Exercise goal:
Render the stretch from the start of the items through the line containing "positive clicks: (209, 547)" as a JSON list of strings, one string per line, with blank lines left out.

Records supplied:
========

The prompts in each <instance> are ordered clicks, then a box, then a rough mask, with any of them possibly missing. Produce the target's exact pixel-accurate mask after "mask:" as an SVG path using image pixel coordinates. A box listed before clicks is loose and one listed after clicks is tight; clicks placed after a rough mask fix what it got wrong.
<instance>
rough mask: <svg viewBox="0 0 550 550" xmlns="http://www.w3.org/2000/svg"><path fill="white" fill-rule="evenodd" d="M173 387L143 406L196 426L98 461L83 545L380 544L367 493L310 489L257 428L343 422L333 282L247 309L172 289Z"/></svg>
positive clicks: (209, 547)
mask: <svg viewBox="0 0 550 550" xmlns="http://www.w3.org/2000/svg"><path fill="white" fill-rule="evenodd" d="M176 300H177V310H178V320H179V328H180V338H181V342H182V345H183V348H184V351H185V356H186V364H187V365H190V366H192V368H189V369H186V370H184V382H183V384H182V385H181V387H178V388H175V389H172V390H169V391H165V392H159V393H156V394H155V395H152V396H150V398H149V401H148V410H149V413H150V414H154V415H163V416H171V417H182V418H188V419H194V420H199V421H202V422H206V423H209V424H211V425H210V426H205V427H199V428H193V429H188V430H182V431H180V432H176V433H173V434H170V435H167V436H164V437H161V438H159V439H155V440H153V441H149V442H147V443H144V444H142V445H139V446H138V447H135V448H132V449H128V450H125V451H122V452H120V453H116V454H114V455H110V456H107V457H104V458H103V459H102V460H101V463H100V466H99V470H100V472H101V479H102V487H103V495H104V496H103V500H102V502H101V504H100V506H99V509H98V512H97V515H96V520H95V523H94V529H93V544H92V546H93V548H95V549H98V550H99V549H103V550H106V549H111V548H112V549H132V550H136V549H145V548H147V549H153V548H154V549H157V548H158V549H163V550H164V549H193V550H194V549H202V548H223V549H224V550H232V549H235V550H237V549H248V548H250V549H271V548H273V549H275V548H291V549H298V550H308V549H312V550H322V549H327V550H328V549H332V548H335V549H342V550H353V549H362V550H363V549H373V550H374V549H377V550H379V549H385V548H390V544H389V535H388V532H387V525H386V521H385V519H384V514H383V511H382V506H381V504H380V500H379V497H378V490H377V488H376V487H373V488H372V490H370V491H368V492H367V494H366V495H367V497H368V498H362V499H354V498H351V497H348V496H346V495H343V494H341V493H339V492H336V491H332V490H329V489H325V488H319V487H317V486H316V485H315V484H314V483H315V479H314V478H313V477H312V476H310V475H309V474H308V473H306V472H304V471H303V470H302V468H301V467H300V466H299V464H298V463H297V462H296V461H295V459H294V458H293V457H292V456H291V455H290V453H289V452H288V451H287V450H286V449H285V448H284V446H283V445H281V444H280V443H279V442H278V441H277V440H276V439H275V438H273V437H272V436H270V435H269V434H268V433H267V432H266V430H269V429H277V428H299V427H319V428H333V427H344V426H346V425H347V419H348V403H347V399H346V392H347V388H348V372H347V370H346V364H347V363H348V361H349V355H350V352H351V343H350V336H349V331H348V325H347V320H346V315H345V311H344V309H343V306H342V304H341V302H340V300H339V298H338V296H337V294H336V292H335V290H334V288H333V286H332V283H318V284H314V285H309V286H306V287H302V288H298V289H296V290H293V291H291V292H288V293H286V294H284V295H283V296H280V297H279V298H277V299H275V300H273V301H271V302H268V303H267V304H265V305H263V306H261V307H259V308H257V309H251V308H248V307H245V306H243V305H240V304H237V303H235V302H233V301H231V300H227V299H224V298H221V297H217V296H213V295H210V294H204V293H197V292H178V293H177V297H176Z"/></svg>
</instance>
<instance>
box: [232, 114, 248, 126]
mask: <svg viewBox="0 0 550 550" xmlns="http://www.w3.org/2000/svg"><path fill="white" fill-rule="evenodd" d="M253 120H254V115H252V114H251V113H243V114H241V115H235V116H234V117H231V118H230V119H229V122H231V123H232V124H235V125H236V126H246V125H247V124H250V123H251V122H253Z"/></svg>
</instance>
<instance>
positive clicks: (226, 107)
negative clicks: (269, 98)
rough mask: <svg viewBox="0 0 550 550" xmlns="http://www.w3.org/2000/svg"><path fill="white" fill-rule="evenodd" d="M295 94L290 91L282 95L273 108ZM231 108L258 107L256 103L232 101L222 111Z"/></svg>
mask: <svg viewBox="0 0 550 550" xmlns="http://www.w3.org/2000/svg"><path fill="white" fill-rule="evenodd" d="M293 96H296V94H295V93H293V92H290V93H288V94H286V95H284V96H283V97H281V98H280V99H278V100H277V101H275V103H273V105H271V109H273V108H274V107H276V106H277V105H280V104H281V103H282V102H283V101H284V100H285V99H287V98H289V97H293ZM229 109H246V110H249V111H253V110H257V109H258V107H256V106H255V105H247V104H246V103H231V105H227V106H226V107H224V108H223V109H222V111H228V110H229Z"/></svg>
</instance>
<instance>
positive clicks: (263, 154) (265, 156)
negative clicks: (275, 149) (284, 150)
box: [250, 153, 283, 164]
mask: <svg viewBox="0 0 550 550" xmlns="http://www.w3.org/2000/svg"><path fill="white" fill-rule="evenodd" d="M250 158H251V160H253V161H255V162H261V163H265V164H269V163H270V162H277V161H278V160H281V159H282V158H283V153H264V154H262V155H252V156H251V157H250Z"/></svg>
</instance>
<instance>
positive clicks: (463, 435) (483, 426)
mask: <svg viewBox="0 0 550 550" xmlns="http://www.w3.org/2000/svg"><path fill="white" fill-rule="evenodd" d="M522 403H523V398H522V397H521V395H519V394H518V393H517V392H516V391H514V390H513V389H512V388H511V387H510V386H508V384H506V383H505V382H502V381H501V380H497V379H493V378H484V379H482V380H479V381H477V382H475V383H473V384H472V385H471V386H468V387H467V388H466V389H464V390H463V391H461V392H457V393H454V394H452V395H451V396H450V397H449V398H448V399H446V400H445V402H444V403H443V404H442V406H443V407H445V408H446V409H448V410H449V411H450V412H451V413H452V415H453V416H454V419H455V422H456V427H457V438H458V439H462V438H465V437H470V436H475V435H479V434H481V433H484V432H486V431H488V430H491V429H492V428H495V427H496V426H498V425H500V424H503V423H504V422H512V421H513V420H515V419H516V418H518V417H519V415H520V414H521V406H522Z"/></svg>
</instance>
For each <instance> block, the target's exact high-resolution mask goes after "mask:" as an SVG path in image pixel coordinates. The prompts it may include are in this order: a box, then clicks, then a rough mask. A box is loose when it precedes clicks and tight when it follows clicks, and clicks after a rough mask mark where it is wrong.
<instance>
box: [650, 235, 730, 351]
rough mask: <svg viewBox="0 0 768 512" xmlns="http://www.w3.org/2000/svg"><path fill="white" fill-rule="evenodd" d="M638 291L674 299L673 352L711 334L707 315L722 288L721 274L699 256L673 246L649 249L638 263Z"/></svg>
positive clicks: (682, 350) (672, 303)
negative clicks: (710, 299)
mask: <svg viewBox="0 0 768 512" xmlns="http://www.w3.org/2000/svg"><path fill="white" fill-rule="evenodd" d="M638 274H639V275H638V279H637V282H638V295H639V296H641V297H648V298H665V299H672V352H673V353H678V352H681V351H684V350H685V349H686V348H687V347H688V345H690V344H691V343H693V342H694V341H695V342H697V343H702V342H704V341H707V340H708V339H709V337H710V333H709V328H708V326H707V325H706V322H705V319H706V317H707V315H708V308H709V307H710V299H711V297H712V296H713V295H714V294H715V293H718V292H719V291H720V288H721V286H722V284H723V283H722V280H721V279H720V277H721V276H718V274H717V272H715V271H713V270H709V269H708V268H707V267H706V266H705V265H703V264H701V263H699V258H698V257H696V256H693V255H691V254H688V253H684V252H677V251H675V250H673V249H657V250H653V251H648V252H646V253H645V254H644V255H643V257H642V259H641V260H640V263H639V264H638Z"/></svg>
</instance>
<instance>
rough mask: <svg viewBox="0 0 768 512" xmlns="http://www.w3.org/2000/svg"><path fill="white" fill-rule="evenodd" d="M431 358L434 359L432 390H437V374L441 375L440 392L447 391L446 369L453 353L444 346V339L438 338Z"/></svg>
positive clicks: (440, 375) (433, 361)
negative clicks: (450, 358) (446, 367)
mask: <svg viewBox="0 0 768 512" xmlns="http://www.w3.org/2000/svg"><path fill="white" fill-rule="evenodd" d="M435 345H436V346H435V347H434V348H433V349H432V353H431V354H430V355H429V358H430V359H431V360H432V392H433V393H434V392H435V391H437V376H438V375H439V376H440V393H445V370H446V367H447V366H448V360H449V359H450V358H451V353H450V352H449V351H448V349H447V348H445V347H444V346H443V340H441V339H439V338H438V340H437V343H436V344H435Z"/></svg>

========

Finished exercise:
[
  "The prompts in each <instance> are ordered clicks, then a box, then a rough mask, with any of them possibly missing. Produce the target's exact pixel-accurate mask after \"mask:\" as an SVG path using image pixel coordinates. A box listed before clicks is loose and one listed after clicks is tight; clicks placed after a rough mask fix what it got wrong.",
  "<instance>",
  "rough mask: <svg viewBox=\"0 0 550 550\" xmlns=\"http://www.w3.org/2000/svg\"><path fill=\"white\" fill-rule=\"evenodd\" d=\"M173 387L143 406L196 426L98 461L83 545L380 544L367 493L310 489L257 428L343 422L333 282L247 309L172 289Z\"/></svg>",
  "positive clicks: (209, 547)"
]